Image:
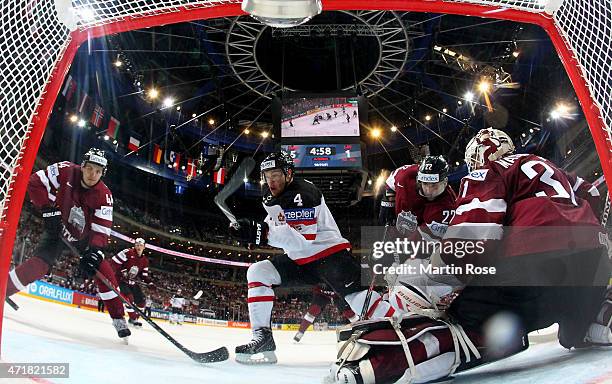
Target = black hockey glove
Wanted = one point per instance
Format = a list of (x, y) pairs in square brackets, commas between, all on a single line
[(250, 232), (90, 261), (52, 219), (386, 215)]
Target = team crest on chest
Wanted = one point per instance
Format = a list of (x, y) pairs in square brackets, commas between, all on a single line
[(77, 218)]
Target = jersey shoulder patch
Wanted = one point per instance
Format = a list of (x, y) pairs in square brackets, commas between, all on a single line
[(477, 175)]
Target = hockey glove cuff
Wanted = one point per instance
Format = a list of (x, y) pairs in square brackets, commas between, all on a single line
[(90, 262), (250, 232)]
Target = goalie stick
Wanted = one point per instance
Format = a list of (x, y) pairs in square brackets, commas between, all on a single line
[(244, 170), (219, 354)]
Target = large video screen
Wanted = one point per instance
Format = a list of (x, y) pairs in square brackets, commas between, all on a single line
[(320, 116), (325, 155)]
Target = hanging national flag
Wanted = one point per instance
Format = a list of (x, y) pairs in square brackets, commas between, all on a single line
[(191, 168), (219, 176), (113, 126), (157, 153), (97, 116), (177, 161), (84, 102), (134, 144), (69, 88)]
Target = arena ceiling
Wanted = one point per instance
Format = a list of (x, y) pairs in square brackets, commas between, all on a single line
[(415, 69)]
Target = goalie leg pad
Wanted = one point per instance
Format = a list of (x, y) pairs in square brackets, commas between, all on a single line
[(417, 350)]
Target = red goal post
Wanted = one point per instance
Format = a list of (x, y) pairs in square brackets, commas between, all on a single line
[(37, 47)]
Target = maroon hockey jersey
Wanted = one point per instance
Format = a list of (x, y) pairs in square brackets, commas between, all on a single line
[(87, 213), (123, 263), (432, 216), (526, 205)]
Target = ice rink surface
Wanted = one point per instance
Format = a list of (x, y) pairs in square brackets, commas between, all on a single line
[(337, 126), (45, 332)]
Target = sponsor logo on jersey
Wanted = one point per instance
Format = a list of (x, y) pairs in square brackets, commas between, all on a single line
[(77, 218), (478, 175), (269, 164), (299, 215)]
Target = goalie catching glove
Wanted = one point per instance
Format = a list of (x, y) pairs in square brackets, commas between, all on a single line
[(250, 232)]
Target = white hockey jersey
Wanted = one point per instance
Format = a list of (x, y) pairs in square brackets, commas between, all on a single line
[(177, 302), (301, 224)]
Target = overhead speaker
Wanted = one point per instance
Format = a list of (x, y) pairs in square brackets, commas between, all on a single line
[(282, 13)]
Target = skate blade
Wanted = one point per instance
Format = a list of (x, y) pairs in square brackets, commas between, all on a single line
[(268, 357)]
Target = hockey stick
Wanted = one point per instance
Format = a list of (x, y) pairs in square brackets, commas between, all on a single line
[(220, 354), (10, 302), (244, 169), (366, 302)]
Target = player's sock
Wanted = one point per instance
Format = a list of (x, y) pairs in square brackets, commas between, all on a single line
[(32, 269)]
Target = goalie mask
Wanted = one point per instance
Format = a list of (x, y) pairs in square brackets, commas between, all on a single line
[(432, 177), (139, 245), (488, 145)]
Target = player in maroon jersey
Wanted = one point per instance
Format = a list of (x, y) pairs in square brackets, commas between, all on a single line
[(549, 268), (131, 265), (320, 298), (76, 205), (418, 199)]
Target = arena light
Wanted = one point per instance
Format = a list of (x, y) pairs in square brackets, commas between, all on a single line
[(153, 93), (560, 111), (484, 86), (282, 13), (168, 102)]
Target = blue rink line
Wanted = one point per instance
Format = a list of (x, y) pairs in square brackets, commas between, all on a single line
[(100, 365)]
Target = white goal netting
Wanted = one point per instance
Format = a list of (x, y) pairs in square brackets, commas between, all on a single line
[(33, 42)]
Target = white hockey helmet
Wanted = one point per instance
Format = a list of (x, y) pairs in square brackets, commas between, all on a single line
[(488, 145)]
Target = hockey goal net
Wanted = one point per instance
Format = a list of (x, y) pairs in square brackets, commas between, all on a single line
[(39, 39)]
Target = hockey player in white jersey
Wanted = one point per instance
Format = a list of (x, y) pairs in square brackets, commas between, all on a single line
[(177, 302), (300, 223)]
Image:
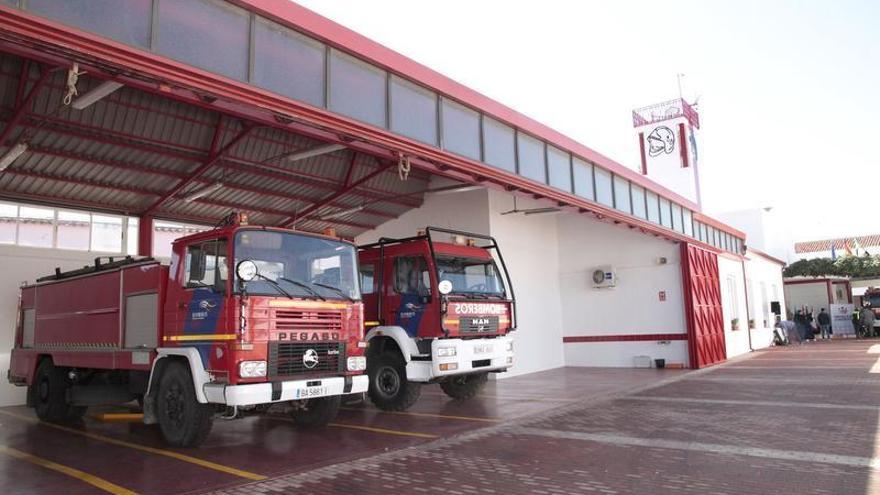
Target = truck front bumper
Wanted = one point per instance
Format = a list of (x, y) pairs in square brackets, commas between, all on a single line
[(470, 356), (267, 393)]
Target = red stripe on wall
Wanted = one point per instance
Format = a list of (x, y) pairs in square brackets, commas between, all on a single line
[(649, 337)]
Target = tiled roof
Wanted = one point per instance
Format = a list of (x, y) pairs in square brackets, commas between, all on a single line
[(839, 244)]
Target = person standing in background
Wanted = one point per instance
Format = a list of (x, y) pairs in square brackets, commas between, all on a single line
[(824, 320), (800, 322), (866, 319)]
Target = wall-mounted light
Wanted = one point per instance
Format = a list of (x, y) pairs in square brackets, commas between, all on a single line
[(342, 213), (199, 193), (95, 94), (317, 151), (11, 155)]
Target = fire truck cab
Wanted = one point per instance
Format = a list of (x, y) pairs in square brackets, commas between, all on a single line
[(436, 312), (242, 318)]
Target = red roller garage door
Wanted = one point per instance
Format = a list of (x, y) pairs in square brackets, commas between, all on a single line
[(702, 295)]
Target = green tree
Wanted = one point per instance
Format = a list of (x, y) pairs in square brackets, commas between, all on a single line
[(847, 266)]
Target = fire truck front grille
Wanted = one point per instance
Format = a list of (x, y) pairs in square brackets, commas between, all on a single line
[(478, 324), (305, 320), (292, 358)]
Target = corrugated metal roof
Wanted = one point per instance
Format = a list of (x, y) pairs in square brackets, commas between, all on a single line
[(131, 148), (839, 244)]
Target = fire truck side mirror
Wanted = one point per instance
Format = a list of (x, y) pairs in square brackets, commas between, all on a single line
[(247, 270)]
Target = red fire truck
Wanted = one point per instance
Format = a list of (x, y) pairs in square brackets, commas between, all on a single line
[(437, 312), (242, 318)]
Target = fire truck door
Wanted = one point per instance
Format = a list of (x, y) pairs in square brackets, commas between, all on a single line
[(408, 297), (201, 310)]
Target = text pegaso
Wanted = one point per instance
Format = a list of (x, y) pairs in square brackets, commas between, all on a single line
[(479, 309)]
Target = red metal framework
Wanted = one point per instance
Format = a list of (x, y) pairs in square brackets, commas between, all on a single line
[(705, 320), (48, 42)]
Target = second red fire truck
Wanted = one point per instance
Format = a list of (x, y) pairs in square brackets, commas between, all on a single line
[(437, 311), (242, 318)]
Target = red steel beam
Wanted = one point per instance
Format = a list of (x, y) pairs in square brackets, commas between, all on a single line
[(162, 172), (213, 158), (342, 191), (146, 192), (25, 105), (247, 166)]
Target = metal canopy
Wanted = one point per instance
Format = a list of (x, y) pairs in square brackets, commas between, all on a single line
[(137, 153)]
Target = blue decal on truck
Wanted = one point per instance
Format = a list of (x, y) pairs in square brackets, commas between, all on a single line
[(409, 314)]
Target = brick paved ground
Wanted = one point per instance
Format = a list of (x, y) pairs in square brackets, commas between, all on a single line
[(795, 420)]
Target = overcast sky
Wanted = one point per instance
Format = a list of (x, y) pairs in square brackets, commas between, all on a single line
[(788, 90)]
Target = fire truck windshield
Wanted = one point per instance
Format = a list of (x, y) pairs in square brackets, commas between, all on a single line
[(302, 265), (470, 276)]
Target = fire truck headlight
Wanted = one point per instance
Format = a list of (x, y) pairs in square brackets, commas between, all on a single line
[(252, 369), (357, 363), (446, 352)]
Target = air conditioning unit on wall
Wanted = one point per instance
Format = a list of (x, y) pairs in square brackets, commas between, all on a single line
[(603, 277)]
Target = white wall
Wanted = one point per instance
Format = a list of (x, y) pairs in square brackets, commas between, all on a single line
[(733, 304), (765, 229), (529, 245), (632, 307), (17, 265), (760, 270)]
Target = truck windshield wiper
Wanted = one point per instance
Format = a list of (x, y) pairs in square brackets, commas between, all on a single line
[(275, 284), (304, 286), (334, 289)]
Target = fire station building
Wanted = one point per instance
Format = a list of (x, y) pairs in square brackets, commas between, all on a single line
[(125, 127)]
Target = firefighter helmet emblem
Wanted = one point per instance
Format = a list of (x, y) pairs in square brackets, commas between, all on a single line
[(206, 304), (310, 358), (661, 140)]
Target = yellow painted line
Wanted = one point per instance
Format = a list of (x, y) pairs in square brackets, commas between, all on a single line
[(91, 479), (364, 428), (384, 431), (509, 397), (187, 338), (118, 417), (426, 415), (143, 448)]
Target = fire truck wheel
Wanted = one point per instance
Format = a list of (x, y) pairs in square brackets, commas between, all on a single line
[(183, 420), (464, 387), (389, 389), (317, 412), (49, 393)]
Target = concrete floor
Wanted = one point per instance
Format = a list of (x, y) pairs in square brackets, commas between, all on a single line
[(793, 420)]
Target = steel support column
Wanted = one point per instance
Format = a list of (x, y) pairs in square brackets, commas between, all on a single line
[(145, 235)]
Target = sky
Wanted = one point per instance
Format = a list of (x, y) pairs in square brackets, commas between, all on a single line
[(787, 90)]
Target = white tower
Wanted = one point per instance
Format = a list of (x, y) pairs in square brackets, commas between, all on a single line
[(667, 135)]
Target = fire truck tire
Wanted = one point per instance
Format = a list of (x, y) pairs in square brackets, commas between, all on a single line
[(183, 420), (49, 393), (464, 387), (317, 412), (389, 389)]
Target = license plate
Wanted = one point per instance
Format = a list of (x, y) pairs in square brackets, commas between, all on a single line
[(310, 392), (483, 349)]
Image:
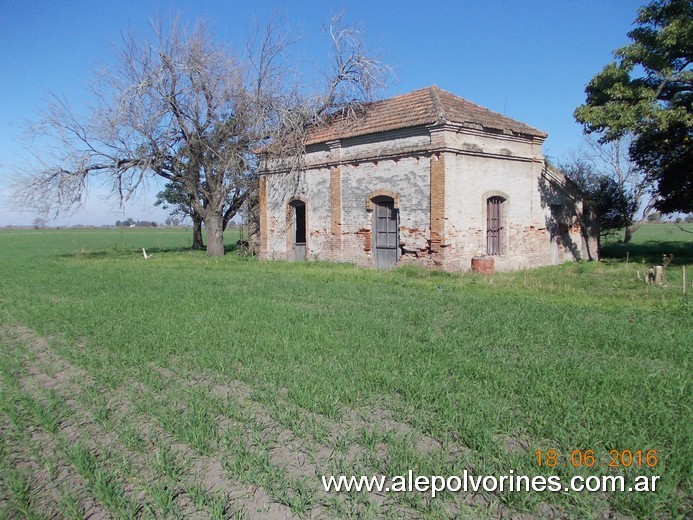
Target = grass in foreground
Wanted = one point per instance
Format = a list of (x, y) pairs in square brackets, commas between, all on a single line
[(185, 385)]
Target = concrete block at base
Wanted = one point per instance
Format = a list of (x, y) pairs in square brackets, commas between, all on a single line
[(483, 265)]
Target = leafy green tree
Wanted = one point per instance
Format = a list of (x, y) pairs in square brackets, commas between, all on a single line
[(647, 92), (604, 195)]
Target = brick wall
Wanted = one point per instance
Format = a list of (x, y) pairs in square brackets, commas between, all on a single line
[(440, 180)]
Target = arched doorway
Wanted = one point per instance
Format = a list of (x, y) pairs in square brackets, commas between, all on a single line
[(298, 210)]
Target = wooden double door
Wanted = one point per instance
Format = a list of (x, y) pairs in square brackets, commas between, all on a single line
[(386, 233)]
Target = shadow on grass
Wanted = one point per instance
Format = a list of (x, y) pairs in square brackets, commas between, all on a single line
[(116, 252), (650, 252)]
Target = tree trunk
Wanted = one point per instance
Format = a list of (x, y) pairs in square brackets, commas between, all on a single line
[(197, 233), (628, 236), (215, 235)]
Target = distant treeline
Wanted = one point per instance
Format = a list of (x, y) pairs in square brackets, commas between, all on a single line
[(132, 223)]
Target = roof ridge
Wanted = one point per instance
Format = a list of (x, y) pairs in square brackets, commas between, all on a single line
[(438, 111)]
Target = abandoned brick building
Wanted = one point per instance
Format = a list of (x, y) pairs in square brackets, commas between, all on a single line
[(429, 178)]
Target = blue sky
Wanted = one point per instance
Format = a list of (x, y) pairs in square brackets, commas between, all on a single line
[(527, 59)]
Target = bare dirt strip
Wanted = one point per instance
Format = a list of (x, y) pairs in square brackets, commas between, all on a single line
[(255, 463)]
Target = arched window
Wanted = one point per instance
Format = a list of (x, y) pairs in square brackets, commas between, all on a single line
[(495, 225)]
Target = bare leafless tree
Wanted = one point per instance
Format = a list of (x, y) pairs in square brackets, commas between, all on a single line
[(184, 108)]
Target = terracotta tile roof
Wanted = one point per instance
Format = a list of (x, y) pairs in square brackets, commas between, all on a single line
[(420, 107)]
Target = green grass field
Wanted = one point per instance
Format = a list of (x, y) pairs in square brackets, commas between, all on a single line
[(191, 387)]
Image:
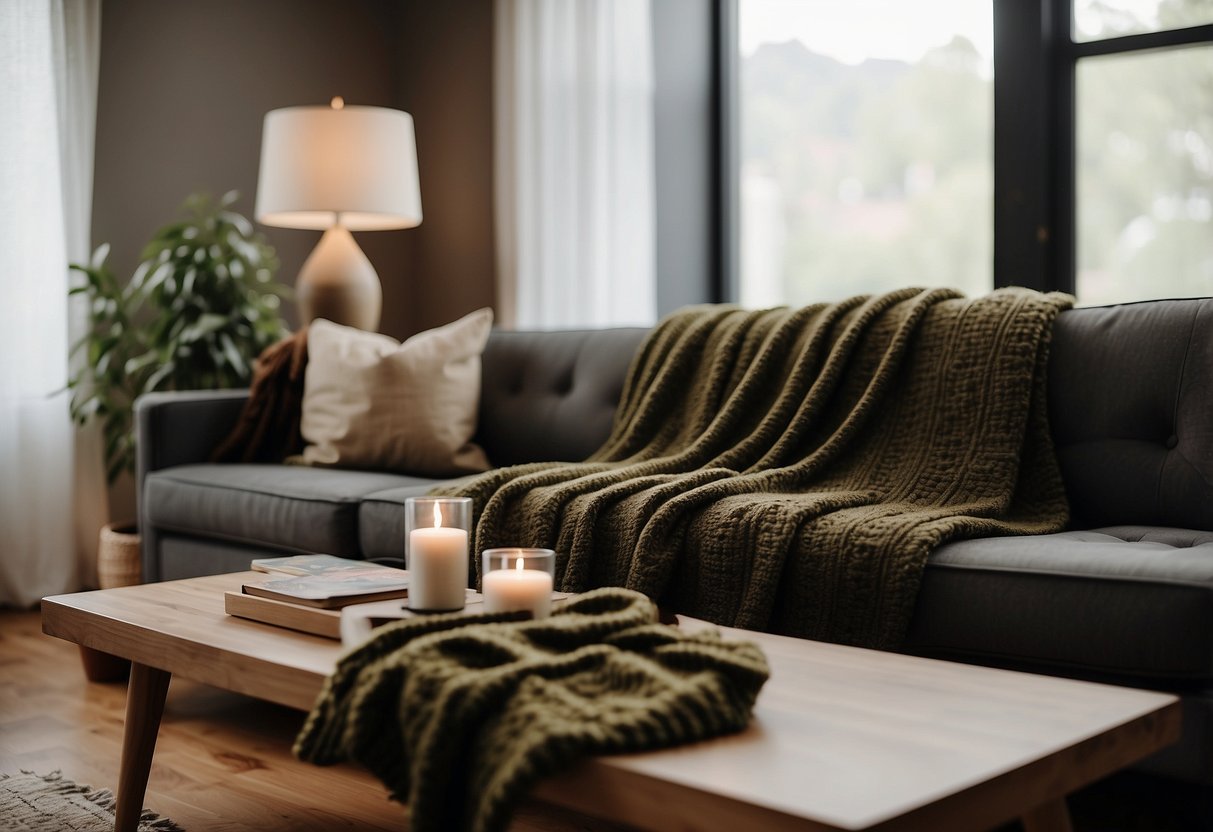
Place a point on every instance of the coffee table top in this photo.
(842, 738)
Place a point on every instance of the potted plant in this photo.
(199, 307)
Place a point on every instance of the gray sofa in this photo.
(1126, 596)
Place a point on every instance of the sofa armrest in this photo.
(182, 427)
(177, 428)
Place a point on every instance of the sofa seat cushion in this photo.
(1122, 602)
(381, 533)
(284, 507)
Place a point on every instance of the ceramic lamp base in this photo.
(337, 283)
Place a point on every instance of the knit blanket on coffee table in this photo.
(461, 714)
(791, 469)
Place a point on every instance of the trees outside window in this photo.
(866, 135)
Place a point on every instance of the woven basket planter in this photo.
(118, 556)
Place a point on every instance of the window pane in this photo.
(866, 150)
(1145, 175)
(1097, 20)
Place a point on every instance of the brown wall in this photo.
(184, 87)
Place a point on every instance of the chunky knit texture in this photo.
(461, 714)
(791, 469)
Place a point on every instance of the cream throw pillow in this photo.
(371, 402)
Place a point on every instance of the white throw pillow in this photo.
(371, 402)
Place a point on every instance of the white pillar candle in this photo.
(437, 569)
(511, 590)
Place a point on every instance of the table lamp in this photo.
(339, 169)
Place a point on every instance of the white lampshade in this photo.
(322, 161)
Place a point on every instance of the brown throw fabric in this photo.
(268, 428)
(791, 469)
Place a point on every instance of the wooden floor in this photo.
(223, 762)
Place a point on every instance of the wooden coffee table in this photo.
(842, 739)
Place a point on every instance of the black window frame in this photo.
(1035, 209)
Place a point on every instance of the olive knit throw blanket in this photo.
(790, 469)
(461, 714)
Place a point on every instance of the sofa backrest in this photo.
(551, 395)
(1131, 404)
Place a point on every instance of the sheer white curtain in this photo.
(47, 95)
(574, 163)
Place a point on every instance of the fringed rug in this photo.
(51, 803)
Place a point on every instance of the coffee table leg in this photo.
(144, 705)
(1052, 816)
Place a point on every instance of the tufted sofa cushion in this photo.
(551, 395)
(1131, 402)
_ _ _ _
**PROBLEM DESCRIPTION**
Please report every line in the entries above that holds the string "green".

**EXPECTED ANSWER**
Target = green tree
Target = leafy green tree
Target = green grass field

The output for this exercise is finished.